# EXCERPTED DATA:
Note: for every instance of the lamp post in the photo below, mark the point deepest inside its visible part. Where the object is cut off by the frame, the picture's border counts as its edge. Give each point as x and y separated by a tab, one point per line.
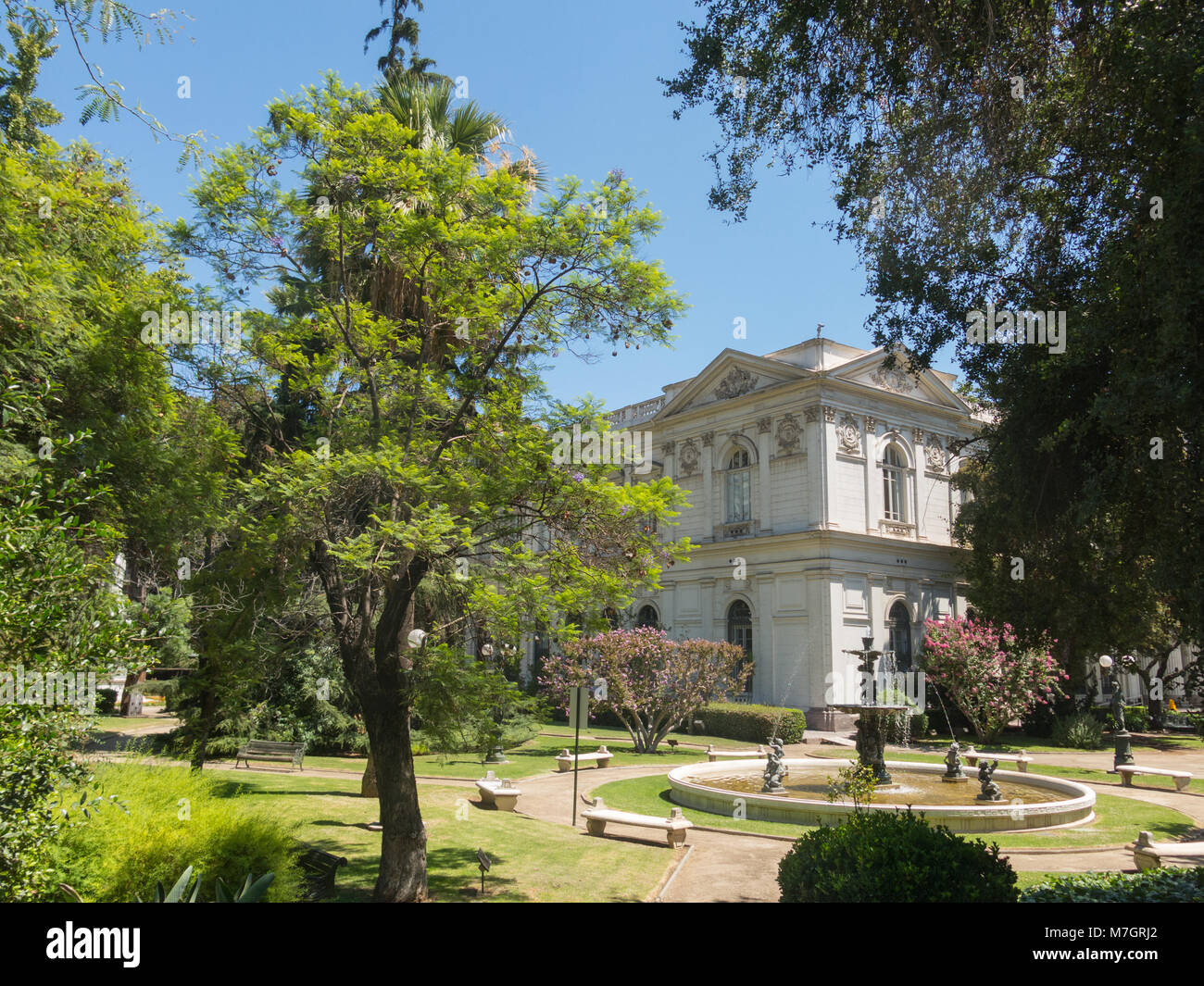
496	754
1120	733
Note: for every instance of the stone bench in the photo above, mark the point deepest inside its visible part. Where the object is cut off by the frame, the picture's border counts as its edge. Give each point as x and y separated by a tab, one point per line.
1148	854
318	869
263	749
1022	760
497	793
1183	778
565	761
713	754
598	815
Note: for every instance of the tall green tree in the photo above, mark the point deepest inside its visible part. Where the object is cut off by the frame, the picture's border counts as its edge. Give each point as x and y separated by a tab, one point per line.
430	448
---
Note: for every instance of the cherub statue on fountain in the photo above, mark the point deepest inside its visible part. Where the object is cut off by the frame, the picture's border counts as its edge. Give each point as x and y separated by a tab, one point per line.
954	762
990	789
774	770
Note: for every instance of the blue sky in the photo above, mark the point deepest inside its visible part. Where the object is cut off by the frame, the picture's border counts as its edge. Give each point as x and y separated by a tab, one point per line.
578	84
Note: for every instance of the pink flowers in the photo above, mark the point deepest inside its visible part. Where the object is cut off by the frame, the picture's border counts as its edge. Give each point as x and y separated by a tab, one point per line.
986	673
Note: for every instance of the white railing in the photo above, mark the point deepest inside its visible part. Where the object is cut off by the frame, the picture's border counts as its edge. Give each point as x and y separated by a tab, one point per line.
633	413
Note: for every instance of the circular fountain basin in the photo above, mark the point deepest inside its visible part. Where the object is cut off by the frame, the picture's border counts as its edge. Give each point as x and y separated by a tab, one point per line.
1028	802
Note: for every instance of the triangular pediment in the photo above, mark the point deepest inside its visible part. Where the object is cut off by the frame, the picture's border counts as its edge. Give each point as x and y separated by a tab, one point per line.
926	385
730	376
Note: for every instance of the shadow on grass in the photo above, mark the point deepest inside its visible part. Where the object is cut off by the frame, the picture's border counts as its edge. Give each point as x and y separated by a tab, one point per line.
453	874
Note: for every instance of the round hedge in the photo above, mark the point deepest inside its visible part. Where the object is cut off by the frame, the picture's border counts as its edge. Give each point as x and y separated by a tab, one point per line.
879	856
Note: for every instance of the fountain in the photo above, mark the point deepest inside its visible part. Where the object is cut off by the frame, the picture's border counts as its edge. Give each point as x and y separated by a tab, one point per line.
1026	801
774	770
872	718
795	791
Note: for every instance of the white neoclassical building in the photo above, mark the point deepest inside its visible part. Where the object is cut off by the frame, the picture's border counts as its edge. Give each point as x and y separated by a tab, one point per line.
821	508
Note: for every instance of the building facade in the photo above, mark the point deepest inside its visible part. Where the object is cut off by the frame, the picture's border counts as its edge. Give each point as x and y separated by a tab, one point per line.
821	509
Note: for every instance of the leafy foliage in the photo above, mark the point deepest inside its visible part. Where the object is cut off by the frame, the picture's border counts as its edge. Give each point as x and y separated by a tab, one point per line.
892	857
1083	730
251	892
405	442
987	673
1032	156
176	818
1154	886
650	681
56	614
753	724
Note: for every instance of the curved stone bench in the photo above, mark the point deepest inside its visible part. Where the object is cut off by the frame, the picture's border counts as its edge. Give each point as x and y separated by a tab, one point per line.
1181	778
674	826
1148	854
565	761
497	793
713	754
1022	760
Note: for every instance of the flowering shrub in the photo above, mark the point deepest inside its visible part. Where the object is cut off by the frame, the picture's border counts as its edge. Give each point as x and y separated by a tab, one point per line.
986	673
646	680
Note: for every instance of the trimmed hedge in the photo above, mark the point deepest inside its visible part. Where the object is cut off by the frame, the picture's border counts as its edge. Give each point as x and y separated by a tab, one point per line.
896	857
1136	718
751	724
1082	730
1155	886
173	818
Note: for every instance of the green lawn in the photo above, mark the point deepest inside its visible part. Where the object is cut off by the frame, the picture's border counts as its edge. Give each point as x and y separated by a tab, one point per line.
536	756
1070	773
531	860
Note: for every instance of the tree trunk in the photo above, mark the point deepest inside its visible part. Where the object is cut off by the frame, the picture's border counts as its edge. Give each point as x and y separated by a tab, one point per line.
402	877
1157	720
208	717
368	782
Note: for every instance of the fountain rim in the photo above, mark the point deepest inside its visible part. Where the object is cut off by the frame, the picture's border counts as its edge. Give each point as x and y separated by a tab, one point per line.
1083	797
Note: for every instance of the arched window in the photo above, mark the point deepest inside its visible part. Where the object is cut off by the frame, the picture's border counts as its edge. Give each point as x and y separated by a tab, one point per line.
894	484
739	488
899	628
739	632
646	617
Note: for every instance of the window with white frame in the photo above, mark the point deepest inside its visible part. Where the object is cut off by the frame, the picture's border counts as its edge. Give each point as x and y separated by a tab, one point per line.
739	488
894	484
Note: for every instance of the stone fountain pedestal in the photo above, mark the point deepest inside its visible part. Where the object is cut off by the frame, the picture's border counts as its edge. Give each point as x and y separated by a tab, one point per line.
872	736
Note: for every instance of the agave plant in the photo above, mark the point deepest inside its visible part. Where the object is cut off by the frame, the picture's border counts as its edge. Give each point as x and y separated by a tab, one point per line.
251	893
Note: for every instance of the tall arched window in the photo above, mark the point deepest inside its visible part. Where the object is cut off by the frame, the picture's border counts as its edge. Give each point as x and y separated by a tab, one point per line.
...
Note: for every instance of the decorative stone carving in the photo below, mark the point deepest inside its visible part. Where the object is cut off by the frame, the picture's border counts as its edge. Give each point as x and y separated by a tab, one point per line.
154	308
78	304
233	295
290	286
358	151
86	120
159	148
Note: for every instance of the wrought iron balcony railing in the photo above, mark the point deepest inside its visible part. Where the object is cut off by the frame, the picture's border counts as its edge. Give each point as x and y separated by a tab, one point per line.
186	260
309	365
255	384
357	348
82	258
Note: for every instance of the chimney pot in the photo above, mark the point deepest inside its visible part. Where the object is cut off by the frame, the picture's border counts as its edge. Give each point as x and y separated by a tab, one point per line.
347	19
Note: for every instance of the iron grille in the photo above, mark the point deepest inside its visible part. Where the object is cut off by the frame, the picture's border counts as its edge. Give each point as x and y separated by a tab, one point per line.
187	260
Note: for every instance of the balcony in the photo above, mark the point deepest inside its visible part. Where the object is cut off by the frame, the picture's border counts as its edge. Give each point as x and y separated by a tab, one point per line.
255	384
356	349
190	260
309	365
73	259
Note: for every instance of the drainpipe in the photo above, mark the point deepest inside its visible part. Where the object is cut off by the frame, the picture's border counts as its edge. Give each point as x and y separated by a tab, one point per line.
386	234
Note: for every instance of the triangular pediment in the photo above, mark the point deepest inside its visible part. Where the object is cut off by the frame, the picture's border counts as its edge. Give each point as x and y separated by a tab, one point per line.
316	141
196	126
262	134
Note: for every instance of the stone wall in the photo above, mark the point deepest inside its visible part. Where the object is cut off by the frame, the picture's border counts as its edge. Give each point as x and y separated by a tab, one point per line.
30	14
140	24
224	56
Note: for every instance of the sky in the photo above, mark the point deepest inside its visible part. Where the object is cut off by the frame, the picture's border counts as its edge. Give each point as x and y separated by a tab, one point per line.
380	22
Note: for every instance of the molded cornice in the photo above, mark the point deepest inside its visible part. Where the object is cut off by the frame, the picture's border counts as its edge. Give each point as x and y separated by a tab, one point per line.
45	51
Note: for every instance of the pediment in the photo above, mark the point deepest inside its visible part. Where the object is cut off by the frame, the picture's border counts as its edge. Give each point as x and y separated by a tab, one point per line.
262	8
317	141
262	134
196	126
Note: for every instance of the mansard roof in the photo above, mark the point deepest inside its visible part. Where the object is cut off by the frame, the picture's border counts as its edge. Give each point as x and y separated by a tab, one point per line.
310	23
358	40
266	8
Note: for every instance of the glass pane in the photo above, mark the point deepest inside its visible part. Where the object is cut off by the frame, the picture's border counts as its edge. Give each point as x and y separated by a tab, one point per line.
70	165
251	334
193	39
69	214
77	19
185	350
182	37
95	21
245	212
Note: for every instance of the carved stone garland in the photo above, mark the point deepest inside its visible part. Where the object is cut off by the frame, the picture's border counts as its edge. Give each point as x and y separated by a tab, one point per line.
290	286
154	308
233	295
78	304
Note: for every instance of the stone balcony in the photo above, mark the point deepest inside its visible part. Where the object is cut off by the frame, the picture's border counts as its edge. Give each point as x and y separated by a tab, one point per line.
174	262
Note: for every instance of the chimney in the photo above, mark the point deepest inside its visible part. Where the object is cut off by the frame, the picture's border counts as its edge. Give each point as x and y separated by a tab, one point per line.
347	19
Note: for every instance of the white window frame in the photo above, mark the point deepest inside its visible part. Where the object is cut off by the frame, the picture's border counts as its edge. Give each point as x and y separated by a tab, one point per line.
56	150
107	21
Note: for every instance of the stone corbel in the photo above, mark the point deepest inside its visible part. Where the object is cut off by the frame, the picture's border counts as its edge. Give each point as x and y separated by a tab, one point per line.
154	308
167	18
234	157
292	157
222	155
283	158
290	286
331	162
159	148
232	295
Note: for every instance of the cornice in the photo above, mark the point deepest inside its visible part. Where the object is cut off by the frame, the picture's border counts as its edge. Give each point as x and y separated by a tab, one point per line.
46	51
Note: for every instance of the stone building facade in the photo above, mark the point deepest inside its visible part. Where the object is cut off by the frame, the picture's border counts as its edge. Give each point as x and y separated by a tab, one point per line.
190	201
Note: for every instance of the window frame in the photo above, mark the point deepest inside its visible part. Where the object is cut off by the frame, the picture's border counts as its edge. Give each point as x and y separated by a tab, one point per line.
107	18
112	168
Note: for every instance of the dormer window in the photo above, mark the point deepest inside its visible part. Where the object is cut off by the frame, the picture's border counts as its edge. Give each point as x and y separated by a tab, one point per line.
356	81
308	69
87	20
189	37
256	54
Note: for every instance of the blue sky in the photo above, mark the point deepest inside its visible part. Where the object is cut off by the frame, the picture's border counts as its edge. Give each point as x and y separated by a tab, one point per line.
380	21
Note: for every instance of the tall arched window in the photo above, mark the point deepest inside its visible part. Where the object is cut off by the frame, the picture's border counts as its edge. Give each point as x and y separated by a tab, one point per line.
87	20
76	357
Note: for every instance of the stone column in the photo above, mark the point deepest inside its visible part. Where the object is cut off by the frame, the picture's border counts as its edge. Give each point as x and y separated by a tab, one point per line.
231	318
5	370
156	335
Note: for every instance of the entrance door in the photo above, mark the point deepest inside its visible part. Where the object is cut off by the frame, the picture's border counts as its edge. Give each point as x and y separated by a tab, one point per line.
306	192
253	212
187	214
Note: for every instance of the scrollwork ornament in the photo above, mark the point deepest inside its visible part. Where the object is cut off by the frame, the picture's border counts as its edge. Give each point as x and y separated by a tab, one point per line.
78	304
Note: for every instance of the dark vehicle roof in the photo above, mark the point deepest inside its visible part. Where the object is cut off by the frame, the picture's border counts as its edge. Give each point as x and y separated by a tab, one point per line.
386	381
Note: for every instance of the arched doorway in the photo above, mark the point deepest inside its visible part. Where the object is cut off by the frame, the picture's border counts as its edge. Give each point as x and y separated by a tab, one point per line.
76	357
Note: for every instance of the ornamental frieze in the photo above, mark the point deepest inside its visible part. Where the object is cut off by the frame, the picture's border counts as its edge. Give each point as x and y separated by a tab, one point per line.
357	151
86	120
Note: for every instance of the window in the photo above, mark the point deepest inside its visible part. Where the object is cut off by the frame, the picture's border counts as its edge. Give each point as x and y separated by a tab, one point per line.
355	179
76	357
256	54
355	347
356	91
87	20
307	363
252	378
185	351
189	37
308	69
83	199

# BRIEF:
How many lines in the material above contain the string "building"? Reply with the number only.

# WORKED ANSWER:
3